[Data records]
++++++++

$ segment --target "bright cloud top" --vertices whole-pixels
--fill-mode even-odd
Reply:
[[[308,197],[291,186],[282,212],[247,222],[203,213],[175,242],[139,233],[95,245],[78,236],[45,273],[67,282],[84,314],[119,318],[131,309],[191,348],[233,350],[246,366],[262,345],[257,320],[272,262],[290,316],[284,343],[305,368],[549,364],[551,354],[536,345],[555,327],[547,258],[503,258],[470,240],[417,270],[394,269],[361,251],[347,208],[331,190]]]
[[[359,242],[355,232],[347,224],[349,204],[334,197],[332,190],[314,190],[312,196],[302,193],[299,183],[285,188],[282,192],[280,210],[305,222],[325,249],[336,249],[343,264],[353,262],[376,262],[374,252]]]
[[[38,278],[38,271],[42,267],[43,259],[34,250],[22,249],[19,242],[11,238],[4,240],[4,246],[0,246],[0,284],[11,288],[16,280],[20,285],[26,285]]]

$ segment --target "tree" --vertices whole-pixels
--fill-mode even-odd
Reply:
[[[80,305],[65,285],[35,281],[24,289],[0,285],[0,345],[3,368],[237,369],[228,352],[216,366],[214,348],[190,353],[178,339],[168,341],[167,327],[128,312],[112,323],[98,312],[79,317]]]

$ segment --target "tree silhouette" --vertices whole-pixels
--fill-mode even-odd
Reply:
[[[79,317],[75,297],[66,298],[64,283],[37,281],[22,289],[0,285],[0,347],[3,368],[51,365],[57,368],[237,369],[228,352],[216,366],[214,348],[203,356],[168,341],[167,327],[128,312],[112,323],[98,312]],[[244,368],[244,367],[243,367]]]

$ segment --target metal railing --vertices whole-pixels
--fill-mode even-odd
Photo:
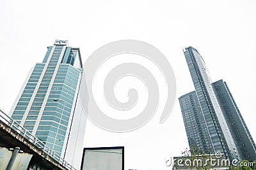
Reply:
[[[69,164],[67,161],[61,158],[58,154],[56,154],[52,148],[50,148],[46,145],[41,141],[38,138],[32,135],[27,129],[22,127],[15,121],[13,118],[10,117],[7,114],[3,111],[0,109],[0,120],[4,122],[6,125],[9,125],[12,129],[17,132],[24,138],[29,140],[30,142],[33,143],[36,147],[38,147],[41,150],[44,151],[48,155],[51,157],[55,160],[58,161],[60,164],[62,165],[63,167],[66,167],[68,170],[77,170],[72,165]]]

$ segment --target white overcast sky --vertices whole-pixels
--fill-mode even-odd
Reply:
[[[255,1],[1,0],[0,108],[9,112],[29,69],[56,39],[80,48],[83,62],[114,41],[147,42],[174,71],[172,113],[159,124],[159,108],[145,125],[124,134],[104,131],[88,120],[84,146],[124,146],[125,169],[170,169],[165,161],[188,146],[177,98],[194,89],[182,52],[192,46],[212,81],[227,82],[255,141]]]

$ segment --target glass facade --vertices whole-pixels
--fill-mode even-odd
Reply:
[[[212,84],[228,129],[243,159],[256,160],[256,145],[227,85],[222,80]]]
[[[200,127],[201,129],[204,129],[201,130],[202,136],[197,136],[201,138],[203,142],[199,145],[199,149],[202,150],[203,148],[203,150],[206,153],[209,152],[205,150],[211,150],[212,153],[221,152],[230,160],[241,159],[241,155],[237,152],[237,148],[228,127],[227,121],[222,113],[212,87],[212,81],[204,59],[199,52],[191,46],[184,49],[184,53],[195,89],[195,92],[193,93],[193,98],[197,98],[196,104],[199,106],[198,111],[195,110],[197,113],[193,113],[193,116],[200,117],[202,121],[204,120],[204,123],[205,124],[205,125],[203,125],[201,128],[202,125],[198,125],[196,122],[193,122],[193,128],[195,129],[196,127]],[[188,97],[187,95],[179,98],[184,122],[187,121],[185,115],[186,111],[183,108],[182,99]],[[192,107],[189,108],[193,109]],[[189,131],[188,127],[185,125],[185,128],[189,141],[192,140],[192,133]],[[192,143],[189,145],[189,145],[191,148],[198,148],[197,145],[195,146]],[[205,148],[204,146],[206,146]]]
[[[81,100],[86,89],[80,89],[84,76],[79,49],[65,42],[48,47],[42,63],[35,66],[25,81],[10,113],[78,169],[86,120],[84,101]]]

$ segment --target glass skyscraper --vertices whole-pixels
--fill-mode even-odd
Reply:
[[[195,48],[184,53],[195,89],[179,99],[189,147],[197,153],[220,152],[230,160],[255,160],[255,144],[227,83],[212,83]]]
[[[76,169],[86,122],[84,82],[79,48],[56,40],[43,62],[32,68],[10,111],[12,118]]]

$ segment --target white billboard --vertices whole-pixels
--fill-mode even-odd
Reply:
[[[85,148],[81,170],[124,170],[124,147]]]

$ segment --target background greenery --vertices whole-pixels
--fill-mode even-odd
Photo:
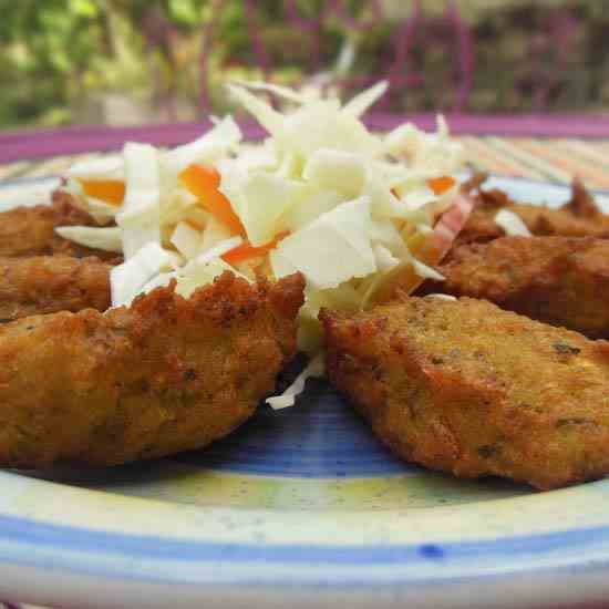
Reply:
[[[0,128],[223,112],[225,78],[261,75],[252,28],[275,80],[331,85],[344,76],[373,79],[392,61],[413,3],[385,0],[388,17],[378,22],[370,2],[347,3],[352,17],[373,24],[361,29],[329,16],[321,24],[320,63],[312,65],[307,32],[286,25],[280,0],[255,2],[255,23],[242,0],[0,0]],[[312,17],[322,4],[299,0],[300,13]],[[456,4],[475,40],[465,110],[601,111],[609,104],[605,0]],[[429,19],[445,6],[422,1]],[[423,74],[422,82],[394,96],[390,110],[454,104],[447,82],[457,51],[431,35],[420,37],[404,65]]]

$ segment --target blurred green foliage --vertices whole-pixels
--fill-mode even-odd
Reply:
[[[476,38],[468,110],[526,111],[539,104],[549,110],[598,110],[609,102],[605,2],[565,3],[577,22],[566,56],[551,35],[539,38],[546,12],[536,2],[519,1],[515,8],[506,2],[507,8],[482,11],[477,18],[467,13]],[[152,120],[195,117],[202,99],[220,112],[227,101],[218,85],[227,74],[262,75],[251,28],[275,66],[276,80],[298,81],[310,70],[307,32],[286,28],[282,0],[256,2],[256,23],[242,0],[225,0],[215,11],[219,4],[218,0],[0,0],[0,128],[97,120],[87,116],[86,107],[112,94],[149,109]],[[298,6],[307,18],[319,13],[324,2],[299,0]],[[350,2],[352,14],[370,19],[367,7],[363,0]],[[399,27],[393,19],[357,31],[330,18],[323,23],[320,65],[336,75],[341,52],[349,48],[355,60],[344,69],[348,75],[381,73],[382,63],[392,56]],[[213,35],[209,48],[203,40],[206,28]],[[450,105],[451,53],[423,41],[412,56],[416,65],[405,69],[416,69],[425,82],[398,100],[395,107]]]

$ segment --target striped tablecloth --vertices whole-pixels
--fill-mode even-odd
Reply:
[[[461,135],[472,168],[515,177],[568,183],[578,175],[590,188],[609,189],[609,138],[534,138]],[[106,153],[107,154],[107,153]],[[60,155],[0,164],[0,180],[61,174],[97,154]]]

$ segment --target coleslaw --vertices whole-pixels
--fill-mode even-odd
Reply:
[[[267,130],[264,142],[245,143],[227,116],[171,151],[127,143],[121,154],[78,163],[65,189],[99,227],[58,233],[123,254],[111,275],[113,307],[172,279],[187,297],[225,270],[250,281],[301,272],[298,342],[314,362],[304,379],[320,373],[321,307],[354,311],[398,278],[405,291],[438,278],[432,267],[471,210],[453,177],[463,148],[442,116],[435,133],[409,123],[370,132],[361,117],[384,82],[344,105],[266,83],[228,89]],[[268,95],[289,107],[276,110]],[[293,403],[302,379],[277,406]]]

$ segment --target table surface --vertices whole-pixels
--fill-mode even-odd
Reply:
[[[399,117],[375,116],[370,125],[385,130],[399,122]],[[416,116],[414,122],[426,128],[433,126],[429,115]],[[461,116],[451,124],[465,145],[473,169],[556,184],[578,175],[590,188],[609,189],[608,118]],[[205,123],[189,123],[0,134],[0,180],[59,175],[74,161],[109,154],[128,140],[159,145],[188,142],[206,127]],[[249,137],[262,135],[251,126],[245,132]]]
[[[606,121],[599,122],[598,130],[593,121],[577,117],[562,117],[561,122],[539,122],[530,117],[528,121],[500,121],[460,123],[457,138],[465,146],[472,169],[555,184],[568,183],[578,175],[588,187],[609,190],[609,127]],[[417,123],[432,124],[430,117]],[[385,125],[379,122],[375,126]],[[0,180],[61,175],[78,159],[109,154],[91,151],[118,149],[126,140],[171,145],[187,142],[204,128],[205,125],[192,124],[122,130],[81,127],[0,135]],[[260,133],[250,130],[248,135],[259,136]],[[25,606],[0,602],[0,609],[25,609]]]

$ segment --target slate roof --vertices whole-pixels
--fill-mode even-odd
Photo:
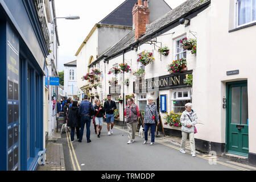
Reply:
[[[125,1],[98,23],[132,27],[131,11],[137,2],[138,0]]]
[[[121,52],[123,50],[129,48],[133,45],[138,44],[139,42],[150,37],[162,29],[171,26],[179,21],[181,18],[188,16],[195,10],[202,8],[210,3],[210,0],[187,0],[175,9],[166,13],[161,18],[147,25],[146,34],[138,40],[135,40],[135,32],[134,30],[133,30],[110,49],[104,53],[102,55],[107,56],[108,57],[106,59],[108,60],[111,57]],[[102,57],[102,56],[99,57],[99,59],[95,60],[94,63],[98,62],[99,59],[101,59]],[[92,64],[94,63],[92,63]]]

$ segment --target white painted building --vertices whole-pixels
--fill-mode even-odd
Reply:
[[[255,164],[256,7],[250,1],[187,1],[147,26],[138,39],[135,28],[104,53],[105,57],[89,65],[90,71],[100,69],[105,76],[102,86],[89,92],[111,93],[115,99],[134,93],[135,103],[142,109],[146,98],[152,96],[162,118],[171,111],[182,111],[184,105],[191,102],[199,117],[199,133],[195,136],[197,150],[244,156]],[[185,25],[183,18],[188,23]],[[180,40],[185,38],[197,40],[196,55],[181,47]],[[170,53],[160,55],[158,48],[165,46]],[[137,60],[145,51],[152,52],[155,60],[143,68]],[[167,65],[181,57],[186,59],[188,70],[169,73]],[[144,68],[144,77],[137,79],[130,73],[124,77],[108,74],[123,61],[133,71]],[[184,82],[189,73],[193,74],[192,87]],[[112,77],[118,80],[115,87],[108,84]],[[127,77],[129,85],[123,85],[122,82]],[[166,97],[166,111],[161,111],[162,96]],[[104,98],[100,95],[101,100]],[[123,106],[123,103],[118,106],[122,122]],[[163,126],[166,134],[180,136],[180,127]]]
[[[76,100],[77,97],[76,60],[64,64],[64,96]]]

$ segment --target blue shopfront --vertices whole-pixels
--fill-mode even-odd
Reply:
[[[33,0],[0,0],[0,170],[35,170],[43,148],[49,50]]]

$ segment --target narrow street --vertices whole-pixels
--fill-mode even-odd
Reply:
[[[210,164],[207,154],[197,152],[196,157],[192,158],[190,151],[186,150],[187,153],[182,154],[179,151],[179,146],[172,144],[164,137],[156,138],[154,145],[150,146],[149,143],[142,144],[144,138],[139,137],[137,133],[135,142],[127,144],[126,129],[123,136],[121,126],[115,126],[114,134],[109,136],[106,125],[104,123],[100,138],[94,134],[93,125],[91,125],[90,129],[92,142],[89,143],[84,134],[82,143],[75,139],[72,143],[69,139],[67,141],[69,133],[61,134],[58,143],[63,144],[66,170],[253,170],[249,166],[232,163],[218,157],[216,164]]]

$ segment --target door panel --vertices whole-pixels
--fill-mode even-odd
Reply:
[[[247,81],[227,84],[228,151],[247,155],[248,96]]]

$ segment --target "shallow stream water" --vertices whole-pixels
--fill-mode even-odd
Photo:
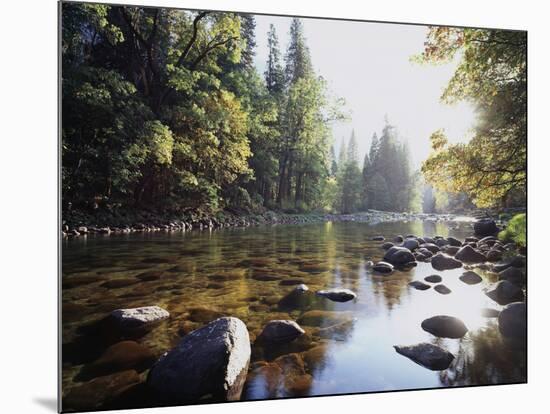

++++++++

Short problem: Output as a JSON list of strings the lines of the items above, one string per line and blank lines omitted, starting at the line containing "shopfront --vertices whole-pixels" and ending at the line containing "[[[33,0],[0,0],[0,170],[35,170],[43,148],[49,50]]]".

Exercise output:
[
  "$ segment --target blue shopfront --vertices whole-pixels",
  "--fill-mode even-odd",
  "Reply:",
  "[[[33,0],[0,0],[0,170],[35,170],[43,148],[49,50]]]"
]